=== The task ===
Find and copy each line of the data that includes "knit".

=== Given data ===

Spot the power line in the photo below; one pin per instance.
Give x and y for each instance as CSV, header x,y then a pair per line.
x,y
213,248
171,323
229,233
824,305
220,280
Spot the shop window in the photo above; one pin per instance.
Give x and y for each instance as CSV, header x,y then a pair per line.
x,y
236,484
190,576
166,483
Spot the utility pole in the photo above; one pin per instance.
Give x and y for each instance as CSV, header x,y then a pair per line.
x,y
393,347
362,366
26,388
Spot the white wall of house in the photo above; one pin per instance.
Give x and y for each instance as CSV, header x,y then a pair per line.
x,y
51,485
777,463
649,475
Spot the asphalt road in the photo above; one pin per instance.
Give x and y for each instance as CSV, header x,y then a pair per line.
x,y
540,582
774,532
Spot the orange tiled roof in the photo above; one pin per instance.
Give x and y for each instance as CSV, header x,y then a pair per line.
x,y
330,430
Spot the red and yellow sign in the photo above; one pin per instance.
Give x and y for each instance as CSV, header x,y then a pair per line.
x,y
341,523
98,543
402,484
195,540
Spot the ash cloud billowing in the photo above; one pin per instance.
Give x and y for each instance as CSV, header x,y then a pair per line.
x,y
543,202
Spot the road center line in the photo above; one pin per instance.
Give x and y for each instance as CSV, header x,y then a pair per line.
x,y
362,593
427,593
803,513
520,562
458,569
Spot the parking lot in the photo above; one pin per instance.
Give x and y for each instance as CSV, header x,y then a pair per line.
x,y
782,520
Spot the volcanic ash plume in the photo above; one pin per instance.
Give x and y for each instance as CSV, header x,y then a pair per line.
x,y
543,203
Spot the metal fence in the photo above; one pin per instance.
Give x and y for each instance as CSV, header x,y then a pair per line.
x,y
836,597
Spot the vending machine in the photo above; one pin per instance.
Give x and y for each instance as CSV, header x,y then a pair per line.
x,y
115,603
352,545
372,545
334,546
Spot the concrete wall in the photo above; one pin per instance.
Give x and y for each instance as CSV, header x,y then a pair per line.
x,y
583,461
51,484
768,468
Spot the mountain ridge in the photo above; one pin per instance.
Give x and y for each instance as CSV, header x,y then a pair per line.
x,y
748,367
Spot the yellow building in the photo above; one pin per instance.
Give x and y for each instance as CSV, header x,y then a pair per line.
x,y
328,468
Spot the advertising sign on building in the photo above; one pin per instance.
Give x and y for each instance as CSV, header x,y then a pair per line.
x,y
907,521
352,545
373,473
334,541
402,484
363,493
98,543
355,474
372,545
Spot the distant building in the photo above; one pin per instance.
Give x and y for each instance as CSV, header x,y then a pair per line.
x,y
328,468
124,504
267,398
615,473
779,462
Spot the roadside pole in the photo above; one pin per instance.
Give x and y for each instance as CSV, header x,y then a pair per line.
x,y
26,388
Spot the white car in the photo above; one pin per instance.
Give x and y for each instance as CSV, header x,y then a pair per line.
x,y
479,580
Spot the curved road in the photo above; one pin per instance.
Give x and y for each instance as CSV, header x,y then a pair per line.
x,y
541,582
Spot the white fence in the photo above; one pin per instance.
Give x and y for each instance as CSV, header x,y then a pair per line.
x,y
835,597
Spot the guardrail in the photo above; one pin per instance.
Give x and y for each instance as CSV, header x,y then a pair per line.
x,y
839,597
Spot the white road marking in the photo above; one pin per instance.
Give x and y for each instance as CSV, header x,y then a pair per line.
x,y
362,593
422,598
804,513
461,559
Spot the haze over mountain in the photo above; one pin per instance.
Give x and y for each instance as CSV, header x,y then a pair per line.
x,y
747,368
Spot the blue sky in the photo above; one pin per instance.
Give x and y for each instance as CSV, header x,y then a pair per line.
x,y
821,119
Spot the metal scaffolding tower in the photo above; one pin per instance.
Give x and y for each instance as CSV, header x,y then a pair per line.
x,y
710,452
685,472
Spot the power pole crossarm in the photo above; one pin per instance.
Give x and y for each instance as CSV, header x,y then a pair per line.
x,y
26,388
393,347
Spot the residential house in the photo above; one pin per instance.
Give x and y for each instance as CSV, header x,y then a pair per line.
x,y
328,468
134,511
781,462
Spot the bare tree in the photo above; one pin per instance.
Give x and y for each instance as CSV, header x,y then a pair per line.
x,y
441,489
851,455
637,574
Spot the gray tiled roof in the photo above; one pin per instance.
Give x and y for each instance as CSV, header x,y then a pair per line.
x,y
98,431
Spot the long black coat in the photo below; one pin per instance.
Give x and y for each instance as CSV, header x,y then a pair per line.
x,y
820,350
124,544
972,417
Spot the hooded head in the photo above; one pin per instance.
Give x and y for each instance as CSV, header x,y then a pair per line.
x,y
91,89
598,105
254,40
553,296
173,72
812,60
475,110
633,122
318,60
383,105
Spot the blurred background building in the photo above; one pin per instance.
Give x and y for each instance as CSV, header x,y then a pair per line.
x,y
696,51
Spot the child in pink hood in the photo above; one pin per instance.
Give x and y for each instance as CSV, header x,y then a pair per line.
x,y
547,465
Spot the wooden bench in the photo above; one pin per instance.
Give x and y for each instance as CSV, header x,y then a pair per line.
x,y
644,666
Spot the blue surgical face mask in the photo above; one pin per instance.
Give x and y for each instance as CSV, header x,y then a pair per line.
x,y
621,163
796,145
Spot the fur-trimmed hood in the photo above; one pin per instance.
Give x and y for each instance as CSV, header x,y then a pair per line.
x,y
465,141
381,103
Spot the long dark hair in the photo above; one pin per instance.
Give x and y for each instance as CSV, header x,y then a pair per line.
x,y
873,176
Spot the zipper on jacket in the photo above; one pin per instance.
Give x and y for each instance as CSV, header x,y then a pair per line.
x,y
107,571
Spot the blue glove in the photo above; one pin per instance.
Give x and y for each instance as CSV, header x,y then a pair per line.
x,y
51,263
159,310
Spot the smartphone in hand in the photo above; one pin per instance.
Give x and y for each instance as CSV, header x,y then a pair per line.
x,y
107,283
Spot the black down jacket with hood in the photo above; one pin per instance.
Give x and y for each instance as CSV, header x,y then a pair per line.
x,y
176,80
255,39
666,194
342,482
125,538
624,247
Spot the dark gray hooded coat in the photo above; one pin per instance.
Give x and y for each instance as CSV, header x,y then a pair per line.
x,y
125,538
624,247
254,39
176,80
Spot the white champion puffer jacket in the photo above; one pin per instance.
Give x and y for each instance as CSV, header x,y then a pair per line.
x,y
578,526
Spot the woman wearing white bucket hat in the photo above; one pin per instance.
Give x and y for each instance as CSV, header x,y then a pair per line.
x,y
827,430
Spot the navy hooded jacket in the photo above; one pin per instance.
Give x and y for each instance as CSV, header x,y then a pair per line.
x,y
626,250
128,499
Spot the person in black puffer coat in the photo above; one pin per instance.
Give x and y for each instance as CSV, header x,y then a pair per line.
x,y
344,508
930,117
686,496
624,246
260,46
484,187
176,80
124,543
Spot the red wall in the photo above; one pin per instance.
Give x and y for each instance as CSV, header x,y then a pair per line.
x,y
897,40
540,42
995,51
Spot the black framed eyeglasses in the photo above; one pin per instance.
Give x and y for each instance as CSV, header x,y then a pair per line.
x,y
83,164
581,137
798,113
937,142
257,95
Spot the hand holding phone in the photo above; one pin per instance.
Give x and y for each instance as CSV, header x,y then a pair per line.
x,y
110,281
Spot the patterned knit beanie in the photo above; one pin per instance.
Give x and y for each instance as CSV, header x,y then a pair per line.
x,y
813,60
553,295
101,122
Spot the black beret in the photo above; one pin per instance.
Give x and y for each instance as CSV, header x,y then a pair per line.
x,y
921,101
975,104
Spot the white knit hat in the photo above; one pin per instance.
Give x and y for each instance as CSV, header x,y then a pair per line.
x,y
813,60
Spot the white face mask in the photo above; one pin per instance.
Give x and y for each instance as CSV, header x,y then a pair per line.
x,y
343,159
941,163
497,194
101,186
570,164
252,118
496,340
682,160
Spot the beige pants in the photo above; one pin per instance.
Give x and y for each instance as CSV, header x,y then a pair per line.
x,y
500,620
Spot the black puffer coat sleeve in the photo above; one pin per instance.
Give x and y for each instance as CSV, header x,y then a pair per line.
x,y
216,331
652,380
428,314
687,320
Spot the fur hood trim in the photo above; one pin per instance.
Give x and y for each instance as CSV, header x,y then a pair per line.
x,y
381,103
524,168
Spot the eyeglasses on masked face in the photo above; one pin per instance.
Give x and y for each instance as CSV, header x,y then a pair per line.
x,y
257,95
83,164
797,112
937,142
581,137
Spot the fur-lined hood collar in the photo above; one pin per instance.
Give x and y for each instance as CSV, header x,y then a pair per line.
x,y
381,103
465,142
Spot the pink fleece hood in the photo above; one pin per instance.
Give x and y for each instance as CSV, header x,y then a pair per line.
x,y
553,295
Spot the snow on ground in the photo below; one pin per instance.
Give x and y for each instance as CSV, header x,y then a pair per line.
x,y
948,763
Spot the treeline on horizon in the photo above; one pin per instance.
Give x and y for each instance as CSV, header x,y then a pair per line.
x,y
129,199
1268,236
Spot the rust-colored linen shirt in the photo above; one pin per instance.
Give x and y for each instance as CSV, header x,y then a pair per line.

=== Solution for this task ===
Spot the patterned knit beanie in the photo above; one pin per instance.
Spot the white knit hat in the photo above; one pin per instance.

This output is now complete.